Source passage »

-- Opening Marker --

LLM Router

Chat UI includes an intelligent routing system that automatically selects the best model for each request. When enabled, users see a virtual "Omni" model that routes to specialized models based on the conversation context.

The router uses katanemo/Arch-Router-1.5B for route selection.

Configuration

Basic Setup

ini

# Arch router endpoint (OpenAI-compatible)
LLM_ROUTER_ARCH_BASE_URL=https://router.huggingface.co/v1
LLM_ROUTER_ARCH_MODEL=katanemo/Arch-Router-1.5B

# Path to your routes policy JSON
LLM_ROUTER_ROUTES_PATH=./config/routes.json

Routes Policy

Create a JSON file defining your routes. Each route specifies:

json

[
	{
		"name": "coding",
		"description": "Programming, debugging, code review",
		"primary_model": "Qwen/Qwen3-Coder-480B-A35B-Instruct",
		"fallback_models": ["meta-llama/Llama-3.3-70B-Instruct"]
	},
	{
		"name": "casual_conversation",
		"description": "General chat, questions, explanations",
		"primary_model": "meta-llama/Llama-3.3-70B-Instruct"
	}
]

Fallback Behavior

ini

# Route to use when Arch returns "other"
LLM_ROUTER_OTHER_ROUTE=casual_conversation

# Model to use if Arch selection fails entirely
LLM_ROUTER_FALLBACK_MODEL=meta-llama/Llama-3.3-70B-Instruct

# Selection timeout (milliseconds)

-- Closing Marker --

Saved entries
-- Opening Marker --

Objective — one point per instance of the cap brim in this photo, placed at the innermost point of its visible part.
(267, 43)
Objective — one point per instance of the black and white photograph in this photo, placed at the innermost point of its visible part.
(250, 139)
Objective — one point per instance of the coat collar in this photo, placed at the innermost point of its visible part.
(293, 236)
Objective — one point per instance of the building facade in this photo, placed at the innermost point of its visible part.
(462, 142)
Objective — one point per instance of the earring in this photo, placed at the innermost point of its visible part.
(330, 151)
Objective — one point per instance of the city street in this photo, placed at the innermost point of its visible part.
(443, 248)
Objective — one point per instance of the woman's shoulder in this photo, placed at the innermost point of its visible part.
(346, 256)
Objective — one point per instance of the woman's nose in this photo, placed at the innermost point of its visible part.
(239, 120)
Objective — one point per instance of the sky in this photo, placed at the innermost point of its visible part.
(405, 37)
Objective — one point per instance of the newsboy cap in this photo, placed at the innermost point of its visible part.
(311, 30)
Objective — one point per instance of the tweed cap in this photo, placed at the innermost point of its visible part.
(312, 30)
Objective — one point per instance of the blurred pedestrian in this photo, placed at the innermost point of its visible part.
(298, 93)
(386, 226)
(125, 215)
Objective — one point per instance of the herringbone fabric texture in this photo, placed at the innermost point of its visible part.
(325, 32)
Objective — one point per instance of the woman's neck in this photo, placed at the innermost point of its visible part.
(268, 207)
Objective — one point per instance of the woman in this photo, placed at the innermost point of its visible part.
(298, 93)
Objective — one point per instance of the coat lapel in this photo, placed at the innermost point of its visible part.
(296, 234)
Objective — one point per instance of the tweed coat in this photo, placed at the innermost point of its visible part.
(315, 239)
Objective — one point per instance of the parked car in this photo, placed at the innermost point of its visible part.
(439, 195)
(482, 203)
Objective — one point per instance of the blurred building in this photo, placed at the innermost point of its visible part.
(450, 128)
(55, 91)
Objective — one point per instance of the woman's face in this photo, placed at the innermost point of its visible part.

-- Closing Marker --

Problem set »
**1.** Decide whether each statement below agrees with the LLM Router page. Answer yes or no for each, and quote the words of the page that settle it.
(a) Route selection is done by katanemo/Arch-Router-1.5B.
(b) When Arch returns "other", the request goes to the coding route.
(c) The casual_conversation route has meta-llama/Llama-3.3-70B-Instruct as its primary model.
**2.** Please pick up the LLM Router page after its last line and continue it.

Answers for the tasks »
**1.**
(a) Yes: "The router uses katanemo/Arch-Router-1.5B for route selection."
(b) No: "LLM_ROUTER_OTHER_ROUTE=casual_conversation"
(c) Yes: "primary_model": "meta-llama/Llama-3.3-70B-Instruct"

**2.**
LLM_ROUTER_ARCH_TIMEOUT_MS=10000

Multimodal Routing

When a user sends an image, the router can bypass Arch and route directly to a vision model:

ini

LLM_ROUTER_ENABLE_MULTIMODAL=true
LLM_ROUTER_MULTIMODAL_MODEL=meta-llama/Llama-3.2-90B-Vision-Instruct

Tools Routing

When a user has MCP servers enabled, the router can automatically select a tools-capable model:

ini

LLM_ROUTER_ENABLE_TOOLS=true
LLM_ROUTER_TOOLS_MODEL=meta-llama/Llama-3.3-70B-Instruct

UI Customization

Customize how the router appears in the model selector:

ini

PUBLIC_LLM_ROUTER_ALIAS_ID=omni
PUBLIC_LLM_ROUTER_DISPLAY_NAME=Omni
PUBLIC_LLM_ROUTER_LOGO_URL=https://example.com/logo.png

How It Works

When a user selects Omni:

Chat UI sends the conversation context to the Arch router
Arch analyzes the content and returns a route name
Chat UI maps the route to the corresponding model
The request streams from the selected model
On errors, fallback models are tried in order

The route selection is displayed in the UI so users can see which model was chosen.

Message Length Limits

To optimize router performance, message content is trimmed before sending to Arch:

ini

# Max characters for assistant messages (default: 500)
LLM_ROUTER_MAX_ASSISTANT_LENGTH=500

# Max characters for previous user messages (default: 400)
LLM_ROUTER_MAX_PREV_USER_LENGTH=400

The latest user message is never trimmed.